start ENTRIES

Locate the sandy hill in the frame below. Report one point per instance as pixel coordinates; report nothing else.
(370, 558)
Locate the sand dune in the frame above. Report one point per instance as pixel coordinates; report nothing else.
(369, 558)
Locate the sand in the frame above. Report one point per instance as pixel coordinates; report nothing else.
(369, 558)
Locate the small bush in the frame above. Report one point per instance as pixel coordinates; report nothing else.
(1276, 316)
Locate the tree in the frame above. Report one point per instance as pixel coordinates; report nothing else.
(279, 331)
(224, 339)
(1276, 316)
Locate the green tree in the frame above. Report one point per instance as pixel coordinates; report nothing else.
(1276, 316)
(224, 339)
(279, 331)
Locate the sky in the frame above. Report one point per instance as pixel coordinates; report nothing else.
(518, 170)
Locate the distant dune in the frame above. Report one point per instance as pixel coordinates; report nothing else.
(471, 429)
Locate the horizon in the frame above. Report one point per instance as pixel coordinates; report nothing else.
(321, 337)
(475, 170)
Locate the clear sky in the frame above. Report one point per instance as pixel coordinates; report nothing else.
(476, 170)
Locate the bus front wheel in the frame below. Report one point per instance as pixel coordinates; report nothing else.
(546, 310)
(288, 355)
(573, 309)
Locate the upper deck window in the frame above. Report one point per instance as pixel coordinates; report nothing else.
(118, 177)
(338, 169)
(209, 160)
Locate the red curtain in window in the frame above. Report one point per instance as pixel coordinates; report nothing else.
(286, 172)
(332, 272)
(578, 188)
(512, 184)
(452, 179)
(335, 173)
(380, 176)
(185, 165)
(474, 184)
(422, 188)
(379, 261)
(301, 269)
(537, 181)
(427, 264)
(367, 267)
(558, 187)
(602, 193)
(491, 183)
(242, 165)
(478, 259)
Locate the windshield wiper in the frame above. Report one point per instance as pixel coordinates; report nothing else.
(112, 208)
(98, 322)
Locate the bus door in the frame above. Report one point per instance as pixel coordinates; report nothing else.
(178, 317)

end ENTRIES

• [SET TASK]:
Recast every row above as a JSON list of strings, one string per line, with blank lines left out.

• [EXERCISE OUTPUT]:
[
  "Locate the sandy hill in the frame below. Report one point per instance as pixel coordinates; report nothing else.",
  "(370, 558)",
  "Locate the sand dune in the frame above. Report one point per instance as pixel coordinates; report nothing else.",
  "(369, 558)",
  "Locate the sand in the frame above. Report one point per instance as pixel coordinates; report nothing else.",
  "(369, 558)",
  "Locate the small bush in the frame above. Report one point per instance as pixel coordinates; report nothing else.",
  "(1276, 316)",
  "Locate the tree in the frame above. Report one point per instance as pixel coordinates; report nothing else.",
  "(279, 331)",
  "(224, 339)",
  "(1276, 316)",
  "Locate the green tree in the frame above. Report one point per instance as pixel coordinates; report nothing else.",
  "(1276, 316)",
  "(224, 339)",
  "(279, 331)",
  "Locate the sky in the frame above. Report one point per instance as pixel coordinates; report nothing else.",
  "(518, 170)",
  "Locate the distant dune in the frame above. Report one point per instance as pixel coordinates; report nothing else.",
  "(471, 429)",
  "Locate the horizon in the frame above. Report one point per instance as pixel coordinates; report nothing else.",
  "(321, 337)",
  "(475, 170)",
  "Locate the clear sky in the frame above. Report one point per instance as pixel coordinates; report nothing else.",
  "(476, 170)",
  "Locate the bus front wheel in the frame below. Report one point per instance as pixel coordinates; report nothing else.",
  "(546, 310)",
  "(288, 355)",
  "(573, 309)",
  "Locate the upper deck window in the frame above. Report one point per instance as pixel coordinates; report nothing else.",
  "(118, 177)",
  "(338, 169)",
  "(209, 160)",
  "Locate the red curtain in window in the frame above. Report one point per instance as pixel coordinates; report nothing else.",
  "(286, 172)",
  "(332, 272)",
  "(578, 188)",
  "(512, 184)",
  "(452, 179)",
  "(335, 173)",
  "(380, 176)",
  "(185, 165)",
  "(474, 184)",
  "(422, 188)",
  "(379, 261)",
  "(301, 269)",
  "(537, 181)",
  "(427, 264)",
  "(367, 267)",
  "(558, 187)",
  "(602, 193)",
  "(491, 183)",
  "(242, 165)",
  "(478, 259)",
  "Locate the windshield wiper in the frame above. Report one point per instance as pixel coordinates; report nothing else.",
  "(112, 208)",
  "(98, 322)",
  "Locate the bus door in the frame above. Report one point per instance as pixel coordinates; report nothing else.",
  "(178, 317)"
]